Collected data entries
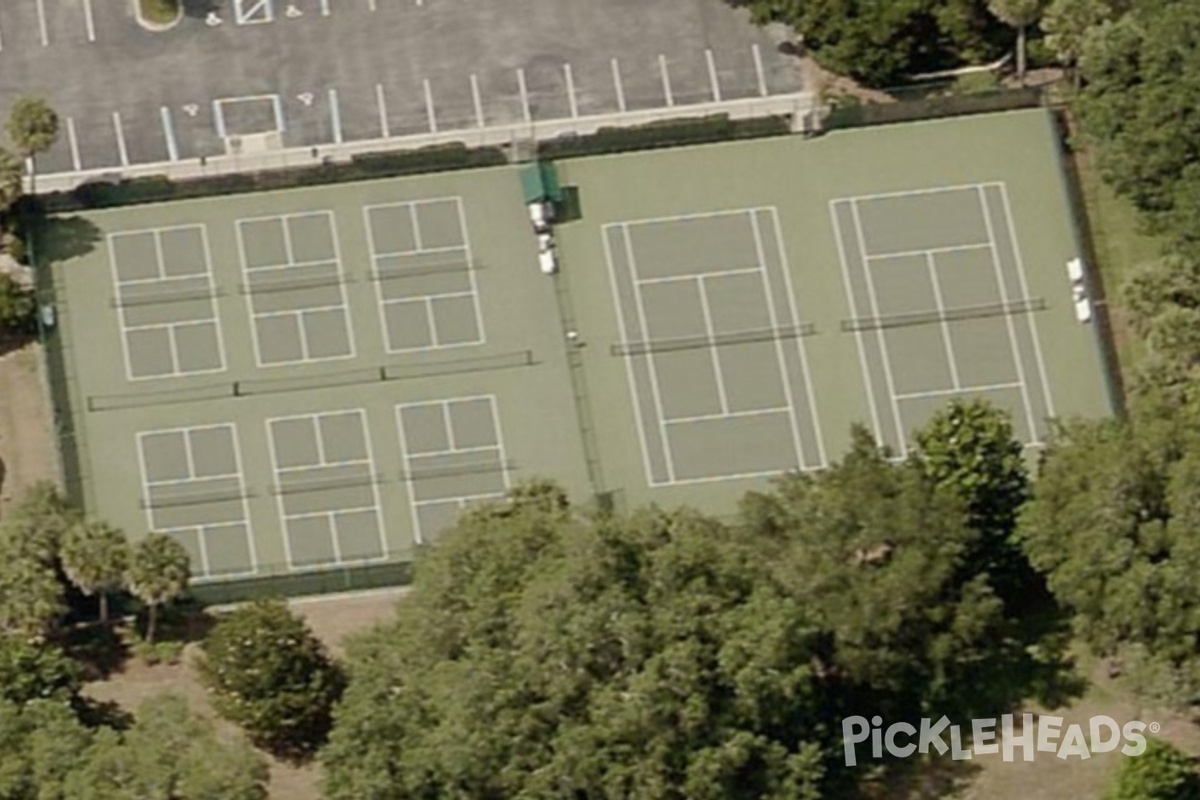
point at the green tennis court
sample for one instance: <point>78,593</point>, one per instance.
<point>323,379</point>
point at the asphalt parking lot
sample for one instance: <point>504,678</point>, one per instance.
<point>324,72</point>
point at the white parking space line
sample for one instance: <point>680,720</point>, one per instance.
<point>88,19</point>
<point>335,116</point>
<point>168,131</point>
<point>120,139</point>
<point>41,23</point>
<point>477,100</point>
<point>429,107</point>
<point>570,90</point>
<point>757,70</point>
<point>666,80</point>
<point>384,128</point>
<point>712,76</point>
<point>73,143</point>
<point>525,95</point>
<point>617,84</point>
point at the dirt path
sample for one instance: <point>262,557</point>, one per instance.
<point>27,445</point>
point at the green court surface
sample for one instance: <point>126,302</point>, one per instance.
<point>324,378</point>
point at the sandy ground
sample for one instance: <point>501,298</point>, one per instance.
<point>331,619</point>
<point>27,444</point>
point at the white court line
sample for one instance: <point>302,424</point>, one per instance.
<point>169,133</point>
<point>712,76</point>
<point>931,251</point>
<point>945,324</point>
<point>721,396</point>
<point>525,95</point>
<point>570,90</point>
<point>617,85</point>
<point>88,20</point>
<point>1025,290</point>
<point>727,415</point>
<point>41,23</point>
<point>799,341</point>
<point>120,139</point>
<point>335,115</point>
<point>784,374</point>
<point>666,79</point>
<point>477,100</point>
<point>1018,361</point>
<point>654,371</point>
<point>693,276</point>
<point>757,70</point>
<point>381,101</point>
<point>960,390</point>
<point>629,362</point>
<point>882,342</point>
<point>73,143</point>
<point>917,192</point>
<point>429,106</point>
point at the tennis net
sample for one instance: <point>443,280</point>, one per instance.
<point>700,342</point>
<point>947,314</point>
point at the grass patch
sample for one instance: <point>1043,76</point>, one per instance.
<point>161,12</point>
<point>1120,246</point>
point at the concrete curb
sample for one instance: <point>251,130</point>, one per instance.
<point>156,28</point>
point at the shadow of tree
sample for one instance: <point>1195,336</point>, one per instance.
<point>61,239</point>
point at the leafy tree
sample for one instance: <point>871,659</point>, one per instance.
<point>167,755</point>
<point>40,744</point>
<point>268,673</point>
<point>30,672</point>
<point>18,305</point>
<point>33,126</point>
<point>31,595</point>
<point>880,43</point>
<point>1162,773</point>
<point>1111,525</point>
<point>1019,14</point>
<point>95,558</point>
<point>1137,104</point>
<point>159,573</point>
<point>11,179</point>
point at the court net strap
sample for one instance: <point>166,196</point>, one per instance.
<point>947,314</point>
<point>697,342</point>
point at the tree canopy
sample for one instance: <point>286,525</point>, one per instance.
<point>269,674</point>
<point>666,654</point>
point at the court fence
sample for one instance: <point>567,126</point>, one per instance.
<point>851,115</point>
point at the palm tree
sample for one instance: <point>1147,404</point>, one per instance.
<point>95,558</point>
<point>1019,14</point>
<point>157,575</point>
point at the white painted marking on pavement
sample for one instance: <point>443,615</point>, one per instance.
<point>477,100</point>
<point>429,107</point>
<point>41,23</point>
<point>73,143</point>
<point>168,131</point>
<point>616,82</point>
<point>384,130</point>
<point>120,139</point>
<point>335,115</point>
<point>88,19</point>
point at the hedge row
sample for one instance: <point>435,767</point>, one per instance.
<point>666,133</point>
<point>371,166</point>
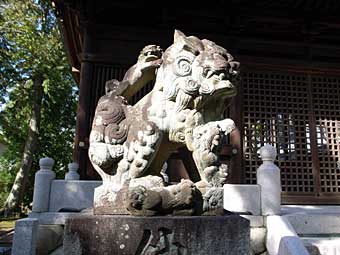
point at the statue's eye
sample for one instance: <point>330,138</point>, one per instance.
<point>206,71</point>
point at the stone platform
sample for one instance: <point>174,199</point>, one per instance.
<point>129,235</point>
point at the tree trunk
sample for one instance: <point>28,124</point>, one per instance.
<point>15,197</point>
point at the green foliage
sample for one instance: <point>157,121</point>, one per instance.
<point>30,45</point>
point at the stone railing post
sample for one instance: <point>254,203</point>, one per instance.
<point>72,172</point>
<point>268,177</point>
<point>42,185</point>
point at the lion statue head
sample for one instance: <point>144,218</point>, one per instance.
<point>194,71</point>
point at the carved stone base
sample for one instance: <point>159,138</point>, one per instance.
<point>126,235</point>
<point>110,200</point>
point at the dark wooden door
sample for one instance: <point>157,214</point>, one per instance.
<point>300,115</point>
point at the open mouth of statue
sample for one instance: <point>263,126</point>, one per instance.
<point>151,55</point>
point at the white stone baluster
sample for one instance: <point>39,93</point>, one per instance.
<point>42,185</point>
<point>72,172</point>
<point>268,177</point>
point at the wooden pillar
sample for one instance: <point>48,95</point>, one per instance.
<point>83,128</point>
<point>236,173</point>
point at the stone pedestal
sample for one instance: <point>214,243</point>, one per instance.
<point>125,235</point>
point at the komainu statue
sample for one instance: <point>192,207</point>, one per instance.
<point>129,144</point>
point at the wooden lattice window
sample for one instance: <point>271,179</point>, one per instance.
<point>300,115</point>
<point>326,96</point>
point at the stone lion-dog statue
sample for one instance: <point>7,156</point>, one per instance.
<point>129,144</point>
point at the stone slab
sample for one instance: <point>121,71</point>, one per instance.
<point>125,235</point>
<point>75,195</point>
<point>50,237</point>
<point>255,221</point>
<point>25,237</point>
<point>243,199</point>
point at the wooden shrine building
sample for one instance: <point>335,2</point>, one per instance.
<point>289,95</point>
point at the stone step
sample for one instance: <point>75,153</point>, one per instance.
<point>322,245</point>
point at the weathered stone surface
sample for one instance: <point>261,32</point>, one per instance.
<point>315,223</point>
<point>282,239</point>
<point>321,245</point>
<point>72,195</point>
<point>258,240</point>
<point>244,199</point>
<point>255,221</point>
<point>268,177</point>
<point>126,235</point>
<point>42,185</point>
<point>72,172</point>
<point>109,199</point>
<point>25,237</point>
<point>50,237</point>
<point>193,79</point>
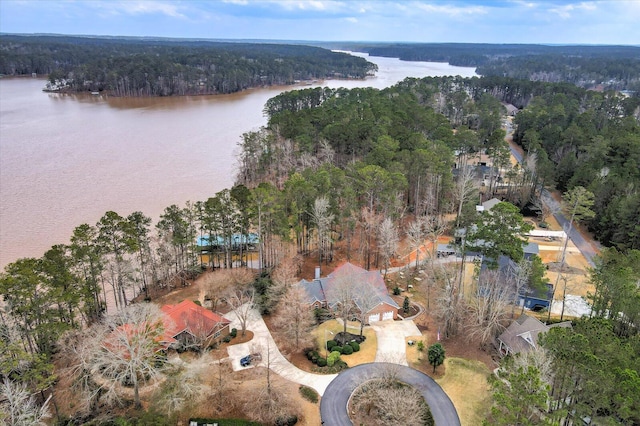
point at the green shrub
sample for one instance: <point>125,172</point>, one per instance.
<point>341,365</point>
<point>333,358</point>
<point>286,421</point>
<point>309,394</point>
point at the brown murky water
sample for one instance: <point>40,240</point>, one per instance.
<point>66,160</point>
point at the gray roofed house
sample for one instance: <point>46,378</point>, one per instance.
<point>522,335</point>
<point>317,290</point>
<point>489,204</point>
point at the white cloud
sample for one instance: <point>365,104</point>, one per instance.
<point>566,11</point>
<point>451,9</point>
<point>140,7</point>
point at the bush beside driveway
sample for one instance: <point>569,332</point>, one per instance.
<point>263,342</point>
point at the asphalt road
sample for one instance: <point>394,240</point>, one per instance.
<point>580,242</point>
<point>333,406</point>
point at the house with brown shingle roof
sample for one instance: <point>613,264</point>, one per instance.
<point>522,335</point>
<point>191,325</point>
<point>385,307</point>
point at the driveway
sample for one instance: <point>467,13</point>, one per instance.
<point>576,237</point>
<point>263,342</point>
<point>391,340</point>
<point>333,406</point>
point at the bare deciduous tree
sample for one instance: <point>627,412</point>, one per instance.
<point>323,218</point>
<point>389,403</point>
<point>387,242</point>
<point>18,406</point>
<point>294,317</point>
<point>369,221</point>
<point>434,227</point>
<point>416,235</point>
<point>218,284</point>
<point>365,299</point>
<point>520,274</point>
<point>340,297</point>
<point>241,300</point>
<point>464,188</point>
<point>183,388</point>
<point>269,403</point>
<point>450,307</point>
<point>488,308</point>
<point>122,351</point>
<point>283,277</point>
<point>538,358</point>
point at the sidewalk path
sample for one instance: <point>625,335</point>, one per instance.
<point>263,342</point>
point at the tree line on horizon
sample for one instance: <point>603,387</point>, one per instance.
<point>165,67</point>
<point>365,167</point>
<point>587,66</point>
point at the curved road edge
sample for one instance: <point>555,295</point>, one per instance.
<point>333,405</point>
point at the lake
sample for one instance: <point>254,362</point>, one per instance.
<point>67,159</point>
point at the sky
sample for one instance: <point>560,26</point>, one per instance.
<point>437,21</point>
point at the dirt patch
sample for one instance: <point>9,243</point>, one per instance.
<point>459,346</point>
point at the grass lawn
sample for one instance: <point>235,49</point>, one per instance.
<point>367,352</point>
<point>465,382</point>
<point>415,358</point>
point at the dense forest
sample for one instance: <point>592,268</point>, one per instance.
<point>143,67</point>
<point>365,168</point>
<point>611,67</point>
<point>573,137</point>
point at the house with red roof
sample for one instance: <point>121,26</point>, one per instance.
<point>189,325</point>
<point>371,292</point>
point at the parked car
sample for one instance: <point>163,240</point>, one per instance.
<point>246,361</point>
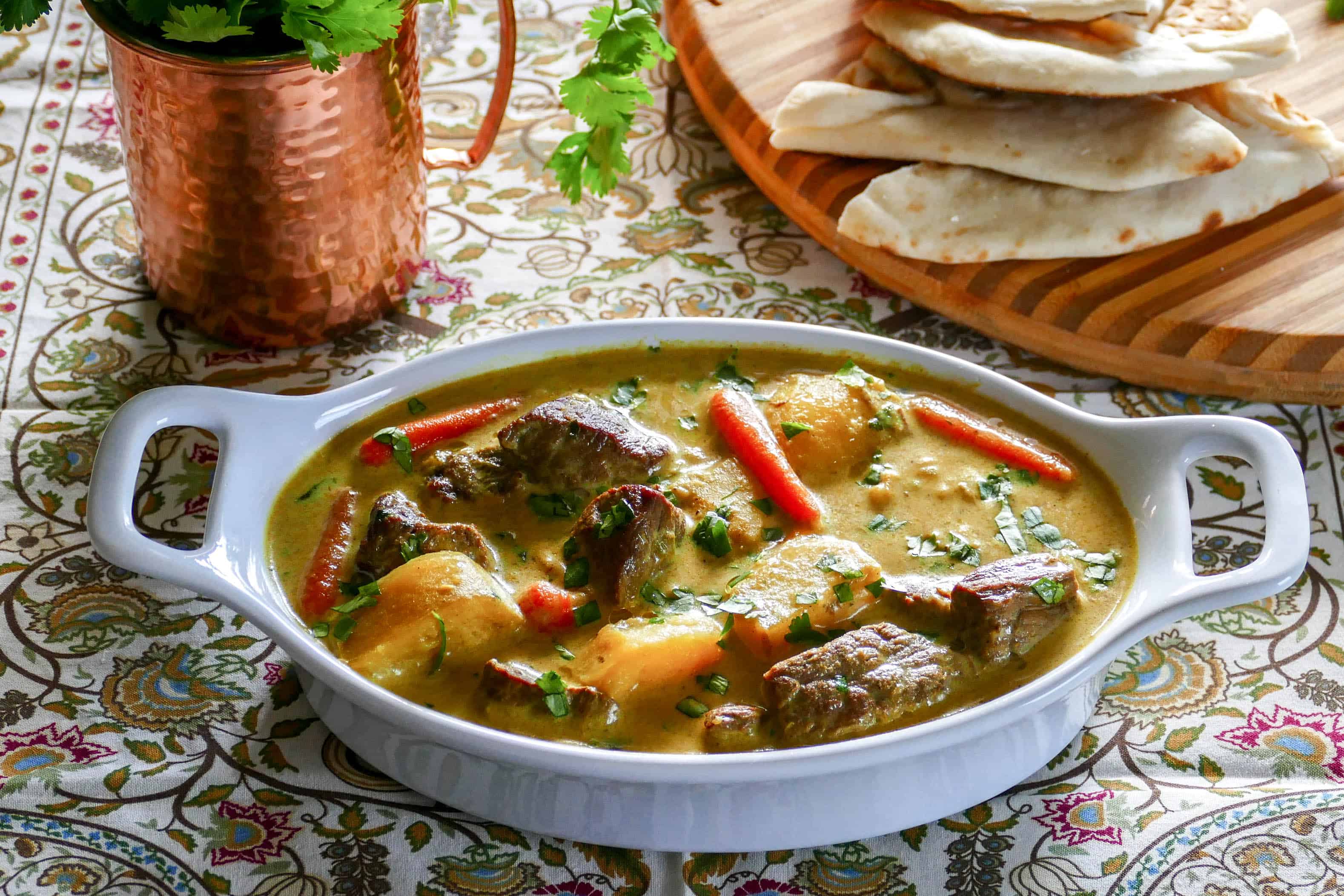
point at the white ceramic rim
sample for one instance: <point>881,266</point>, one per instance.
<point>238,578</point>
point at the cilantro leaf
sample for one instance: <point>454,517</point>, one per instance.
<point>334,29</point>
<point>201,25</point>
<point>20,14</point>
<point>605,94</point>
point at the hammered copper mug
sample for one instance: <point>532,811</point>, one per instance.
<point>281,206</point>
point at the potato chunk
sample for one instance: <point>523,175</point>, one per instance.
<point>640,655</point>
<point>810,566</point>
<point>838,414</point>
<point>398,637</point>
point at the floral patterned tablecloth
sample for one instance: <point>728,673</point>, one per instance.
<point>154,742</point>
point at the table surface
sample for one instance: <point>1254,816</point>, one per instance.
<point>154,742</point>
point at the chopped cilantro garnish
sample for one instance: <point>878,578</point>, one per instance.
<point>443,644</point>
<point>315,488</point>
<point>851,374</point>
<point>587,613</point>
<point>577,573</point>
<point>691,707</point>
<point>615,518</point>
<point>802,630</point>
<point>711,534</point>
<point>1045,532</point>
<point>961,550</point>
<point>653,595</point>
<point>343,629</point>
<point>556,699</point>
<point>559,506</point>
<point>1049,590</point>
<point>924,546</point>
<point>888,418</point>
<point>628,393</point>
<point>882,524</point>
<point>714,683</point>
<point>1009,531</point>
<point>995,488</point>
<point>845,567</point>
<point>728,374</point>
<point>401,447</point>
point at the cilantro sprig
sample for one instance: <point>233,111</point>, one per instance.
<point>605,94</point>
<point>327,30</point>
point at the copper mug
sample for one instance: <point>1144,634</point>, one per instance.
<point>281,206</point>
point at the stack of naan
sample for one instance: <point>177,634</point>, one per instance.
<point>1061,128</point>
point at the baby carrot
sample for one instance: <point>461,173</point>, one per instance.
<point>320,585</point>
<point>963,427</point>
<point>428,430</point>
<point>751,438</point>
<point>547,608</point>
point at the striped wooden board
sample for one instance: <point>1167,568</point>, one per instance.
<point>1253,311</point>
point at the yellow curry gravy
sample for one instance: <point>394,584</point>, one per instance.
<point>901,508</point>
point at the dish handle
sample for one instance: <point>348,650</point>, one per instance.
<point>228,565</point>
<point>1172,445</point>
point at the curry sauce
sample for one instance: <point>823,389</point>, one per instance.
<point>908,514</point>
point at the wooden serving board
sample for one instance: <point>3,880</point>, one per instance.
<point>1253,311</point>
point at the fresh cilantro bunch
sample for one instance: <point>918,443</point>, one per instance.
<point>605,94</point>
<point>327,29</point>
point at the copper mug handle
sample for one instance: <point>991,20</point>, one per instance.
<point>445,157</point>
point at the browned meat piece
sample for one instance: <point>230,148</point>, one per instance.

:: Your instructions ::
Could you give the lines of the records from the one containing "point at the white stone baluster" through the one containing "<point>236,173</point>" as a Markdown table with the columns Row and Line, leaving out any blank lines?

:: Complete output ::
| Row | Line |
|---|---|
| 1 | point at the white stone baluster |
| 2 | sample for one instance: <point>39,93</point>, one per instance. |
| 3 | <point>42,185</point> |
| 4 | <point>72,172</point> |
| 5 | <point>268,177</point> |
| 6 | point at the wooden pillar |
| 7 | sample for one instance: <point>48,95</point>, one per instance. |
| 8 | <point>83,128</point> |
| 9 | <point>236,173</point> |